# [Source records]
────────────────────

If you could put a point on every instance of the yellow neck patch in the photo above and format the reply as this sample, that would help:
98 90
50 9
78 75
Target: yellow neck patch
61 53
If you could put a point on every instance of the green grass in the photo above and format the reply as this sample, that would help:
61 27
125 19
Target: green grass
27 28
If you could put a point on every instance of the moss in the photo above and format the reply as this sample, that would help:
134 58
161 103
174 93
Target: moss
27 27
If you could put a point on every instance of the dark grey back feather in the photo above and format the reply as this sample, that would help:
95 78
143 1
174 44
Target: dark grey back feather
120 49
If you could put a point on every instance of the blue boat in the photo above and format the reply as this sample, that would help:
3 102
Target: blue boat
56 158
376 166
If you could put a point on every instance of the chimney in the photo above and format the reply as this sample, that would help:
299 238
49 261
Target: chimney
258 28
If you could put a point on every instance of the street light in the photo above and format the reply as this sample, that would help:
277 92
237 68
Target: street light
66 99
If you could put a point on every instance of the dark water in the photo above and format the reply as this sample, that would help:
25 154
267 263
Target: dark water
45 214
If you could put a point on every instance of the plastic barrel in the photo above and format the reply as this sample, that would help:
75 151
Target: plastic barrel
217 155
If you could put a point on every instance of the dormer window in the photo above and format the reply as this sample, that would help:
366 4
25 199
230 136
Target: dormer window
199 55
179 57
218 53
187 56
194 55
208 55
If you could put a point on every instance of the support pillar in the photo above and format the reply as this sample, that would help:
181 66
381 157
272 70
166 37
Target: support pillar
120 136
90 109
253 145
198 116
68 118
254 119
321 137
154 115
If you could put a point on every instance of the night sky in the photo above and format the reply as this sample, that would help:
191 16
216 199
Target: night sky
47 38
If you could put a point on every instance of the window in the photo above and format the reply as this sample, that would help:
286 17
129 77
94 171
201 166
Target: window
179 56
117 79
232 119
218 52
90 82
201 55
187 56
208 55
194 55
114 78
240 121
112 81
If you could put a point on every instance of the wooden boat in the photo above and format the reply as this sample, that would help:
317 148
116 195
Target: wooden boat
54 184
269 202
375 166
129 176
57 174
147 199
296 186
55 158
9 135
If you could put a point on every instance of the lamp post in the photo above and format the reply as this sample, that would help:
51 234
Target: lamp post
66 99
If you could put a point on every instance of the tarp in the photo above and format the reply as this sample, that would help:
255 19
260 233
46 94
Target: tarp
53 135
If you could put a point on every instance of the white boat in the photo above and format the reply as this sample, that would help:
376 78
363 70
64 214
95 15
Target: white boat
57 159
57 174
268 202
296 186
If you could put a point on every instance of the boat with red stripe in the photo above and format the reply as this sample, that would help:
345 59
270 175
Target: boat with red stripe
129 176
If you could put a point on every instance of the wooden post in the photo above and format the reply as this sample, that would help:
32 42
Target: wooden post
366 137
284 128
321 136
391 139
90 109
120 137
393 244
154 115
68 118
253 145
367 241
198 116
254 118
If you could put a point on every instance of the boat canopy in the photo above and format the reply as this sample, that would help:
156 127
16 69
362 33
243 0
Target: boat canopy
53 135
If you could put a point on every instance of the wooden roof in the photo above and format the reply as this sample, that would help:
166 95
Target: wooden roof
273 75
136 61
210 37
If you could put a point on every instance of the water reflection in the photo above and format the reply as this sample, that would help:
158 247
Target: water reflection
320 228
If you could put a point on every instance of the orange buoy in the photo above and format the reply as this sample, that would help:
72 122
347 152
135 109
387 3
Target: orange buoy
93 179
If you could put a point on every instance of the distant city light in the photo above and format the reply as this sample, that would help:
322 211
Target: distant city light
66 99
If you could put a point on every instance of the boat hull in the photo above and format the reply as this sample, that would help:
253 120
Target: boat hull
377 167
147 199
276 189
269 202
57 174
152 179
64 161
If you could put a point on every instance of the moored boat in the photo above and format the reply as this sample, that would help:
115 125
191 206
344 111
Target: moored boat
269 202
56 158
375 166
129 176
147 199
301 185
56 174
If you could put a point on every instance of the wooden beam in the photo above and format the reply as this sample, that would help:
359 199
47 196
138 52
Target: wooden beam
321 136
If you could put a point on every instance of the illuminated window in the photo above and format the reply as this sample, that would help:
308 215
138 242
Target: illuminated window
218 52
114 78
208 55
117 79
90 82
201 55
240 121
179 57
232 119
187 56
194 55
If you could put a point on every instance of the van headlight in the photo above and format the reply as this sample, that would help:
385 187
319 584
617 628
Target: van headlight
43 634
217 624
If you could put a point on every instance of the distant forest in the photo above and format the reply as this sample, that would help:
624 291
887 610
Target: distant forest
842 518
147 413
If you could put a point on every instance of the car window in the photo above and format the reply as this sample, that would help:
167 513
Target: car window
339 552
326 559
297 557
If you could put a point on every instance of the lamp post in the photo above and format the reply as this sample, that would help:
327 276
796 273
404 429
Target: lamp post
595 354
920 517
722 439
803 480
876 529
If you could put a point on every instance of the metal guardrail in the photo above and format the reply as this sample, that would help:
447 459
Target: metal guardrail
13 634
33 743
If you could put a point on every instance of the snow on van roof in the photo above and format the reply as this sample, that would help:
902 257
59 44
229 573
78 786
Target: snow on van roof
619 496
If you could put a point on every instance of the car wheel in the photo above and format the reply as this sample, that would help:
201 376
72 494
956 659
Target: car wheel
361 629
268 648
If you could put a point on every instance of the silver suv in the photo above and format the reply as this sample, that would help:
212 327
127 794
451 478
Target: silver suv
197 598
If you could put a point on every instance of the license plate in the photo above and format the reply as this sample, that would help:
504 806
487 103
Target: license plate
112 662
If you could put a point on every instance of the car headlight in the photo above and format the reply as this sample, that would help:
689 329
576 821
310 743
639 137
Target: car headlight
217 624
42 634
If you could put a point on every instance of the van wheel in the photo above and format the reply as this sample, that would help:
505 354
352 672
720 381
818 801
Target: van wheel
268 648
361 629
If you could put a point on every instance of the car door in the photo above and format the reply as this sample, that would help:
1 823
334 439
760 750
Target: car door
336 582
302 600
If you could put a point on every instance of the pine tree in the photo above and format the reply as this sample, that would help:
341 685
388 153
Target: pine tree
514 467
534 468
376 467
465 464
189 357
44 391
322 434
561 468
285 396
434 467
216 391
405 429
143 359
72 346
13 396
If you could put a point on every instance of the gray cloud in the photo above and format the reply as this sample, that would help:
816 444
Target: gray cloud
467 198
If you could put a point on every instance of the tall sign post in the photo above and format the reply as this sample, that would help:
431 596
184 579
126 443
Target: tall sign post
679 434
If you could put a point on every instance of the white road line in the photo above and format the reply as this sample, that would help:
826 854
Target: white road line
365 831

────────────────────

# [What to work on]
Set down all of the data above, word for word.

# [Complete response]
If you could put a point on every instance of the yellow neck patch in the photo above and format the reply as this sample, that would help:
98 90
50 9
78 75
Target: yellow neck patch
61 53
If you could put a point on every instance of the green grass in the photo above and format the reply as this sample, that would help:
61 27
125 19
Target: green grass
27 28
If you could put a point on every instance of the moss in the photo above and format the reply as this sample, that would help:
134 58
161 103
174 93
Target: moss
27 27
If you could put a point on every instance of the dark grey back feather in the photo above and format the reply as this sample, that would help:
95 78
143 1
174 44
Target: dark grey back feather
120 49
If you could put a point on every instance of the blue boat in the photo above and format the reply as this sample, that would help:
3 102
Target: blue boat
56 158
376 166
If you could put a point on every instance of the chimney in the photo above and format the reply as this sample, that would help:
299 238
49 261
Target: chimney
258 28
If you could put a point on every instance of the street light in the photo above and format the reply as this sample, that would help:
277 92
237 68
Target: street light
66 99
If you could put a point on every instance of the dark water in the photo above and format the reply as this sample, that would help:
25 154
267 263
Target: dark water
45 214
If you could put a point on every instance of the plastic barrel in the photo above and format the reply as this sample, that would help:
75 151
Target: plastic barrel
217 155
If you could put a point on every instance of the dormer window in the photo above and format the reply as this sample, that would help:
366 4
25 199
230 136
Target: dormer window
199 55
179 57
218 53
187 56
194 55
208 55
If you could put a point on every instance of the support pillar in the photo above and format the reply as this sample, that would help:
181 66
381 157
272 70
166 37
Target: support pillar
120 136
90 109
253 145
198 116
68 118
254 119
321 137
154 115
If you could put a point on every instance of the night sky in the photo above and format the reply as this sample, that would help:
191 16
216 199
Target: night sky
47 38
If you could put a point on every instance of the window in the photo above and format the reply as this sample, that would help:
286 17
129 77
94 171
201 166
Target: window
179 56
117 79
232 119
218 52
90 82
201 55
187 56
208 55
194 55
114 78
240 121
112 81
If you could put a point on every instance of the wooden boat in the photo above and format the reply as this sample, that would help:
317 148
116 195
Target: wooden boat
54 184
269 202
375 166
129 176
57 174
147 199
296 186
55 158
9 135
If you could put a point on every instance of the lamp post in the photo above and format the reply as this sample, that would help:
51 234
Target: lamp post
66 99
If you could put a point on every instance of the tarp in the photo above and format the reply as this sample, that would help:
255 19
260 233
46 94
Target: tarp
53 135
If you could put a point on every instance of the white boat in the photo above and format the reply as this sample, that would help:
376 78
363 70
64 214
95 15
Target: white boat
57 159
57 174
268 202
296 186
If you could put a point on every instance of the boat with red stripe in the photo above and format the reply as this sample, that would help:
345 59
270 175
Target: boat with red stripe
129 176
If you could put a point on every instance of the wooden post in the photo above and format the reply as this sample, that would help:
32 42
Target: wooden post
366 137
284 128
321 136
391 139
90 109
120 137
393 244
154 115
68 118
253 145
367 241
198 116
254 118
If you could put a point on every instance of the boat canopy in the photo above and format the reply as this sample, that would help:
156 127
16 69
362 33
243 0
Target: boat canopy
53 135
If you could put a point on every instance of the wooden roof in the photo above and format the reply as this sample, that would help:
166 95
Target: wooden roof
273 75
136 61
210 37
If you could put a point on every instance of the water reflection in the photo above and format the reply as this sample, that would help:
158 247
Target: water reflection
320 228
If you could put a point on every instance of the orange buoy in the photo above and format the reply as this sample, that would help:
72 122
347 152
135 109
387 3
Target: orange buoy
93 179
If you could put a point on every instance of the distant city light in the photo above and format the reply as this sample, that would help:
322 211
Target: distant city light
66 99
If you could put a point on every instance of the boat hull in the photo above and format the reply as this sample, that would help:
253 120
Target: boat hull
377 167
147 199
276 189
269 202
57 174
152 179
64 161
If you could put a point on every instance of the moored boat in the photo above and format the reply as this sample, that would help:
115 125
191 206
344 111
Target: moored boat
269 202
56 158
375 166
129 176
147 199
301 185
56 174
If you could put a point on every instance of the wooden beam in the photo above and format the reply as this sample, that would help:
359 199
47 196
138 52
Target: wooden beam
321 136
If you could put a point on every instance of the illuminated window in the photo above and format the reply as this sample, that would help:
308 215
138 242
Target: illuminated window
218 52
114 78
208 55
117 79
90 82
201 55
240 121
179 57
232 119
187 56
194 55
If you could put a point on every instance of the van headlight in the photo above and format the reply as this sample, that would help:
385 187
319 584
617 628
Target: van headlight
43 634
217 624
If you could put a point on every instance of the distant forest in the photo above and format the reply as this sample, that would help:
624 291
887 610
Target: distant forest
842 518
147 413
If you could put a point on every instance of the car window in the photo above and format the reply as this sample, that would help:
167 513
Target: car window
339 552
326 559
297 557
If you could put a point on every instance of the lamp post in the photo above and format the reply as this sample, that would help:
327 276
796 273
404 429
Target: lamp post
595 354
920 517
722 439
803 480
876 529
If you could put a point on every instance of the metal guardrail in the photo above and format the reply as this sample, that would help:
447 459
Target: metal guardrail
13 634
33 743
If you could put a point on every instance of the snow on van roof in the photo above and format the reply as this sample, that would help:
902 257
59 44
229 573
78 786
Target: snow on van roof
619 496
If you could put a point on every instance of the car wheel in the photo above and format the reply as this sample, that would help:
201 376
72 494
956 659
Target: car wheel
361 629
268 648
If you could put a point on every instance of the silver suv in the photo above and format the reply as this sample, that would help:
212 327
127 794
451 478
Target: silver suv
197 598
If you could put a point on every instance of the license plate in the photo above and format the reply as this sample, that would help:
504 806
487 103
Target: license plate
112 662
If you could put a point on every instance of the car headlight in the photo above and format the reply as this sample, that would help:
689 329
576 821
310 743
639 137
Target: car headlight
217 624
42 634
If you could put a point on every instance of the van wheel in the photo above and format the reply as this sample, that would help:
505 354
352 672
720 381
818 801
Target: van wheel
268 648
361 629
If you could put a point on every instance of the car door in the photo above and format the reply as this sample, that would help:
1 823
334 439
760 750
Target: car door
336 582
302 600
If you could put a point on every instance of the pine tree in the photo above and format the reply as this sample, that would help:
341 685
388 153
Target: pine tree
514 467
534 468
376 467
465 464
189 357
44 391
322 434
561 468
285 396
434 467
216 391
405 429
143 359
72 346
13 396
If you could put a point on every instance of the gray cloud in the photo above and format the reply as this sample, that would help:
816 444
Target: gray cloud
467 198
If you could put a point on every instance of the tall sign post in the photo above and format the reply as this sample, that would help:
431 596
184 579
126 443
Target: tall sign post
679 434
If you could put a point on every instance of the white road line in the photo above and format the reply as this sample, that would help:
826 854
Target: white road line
365 831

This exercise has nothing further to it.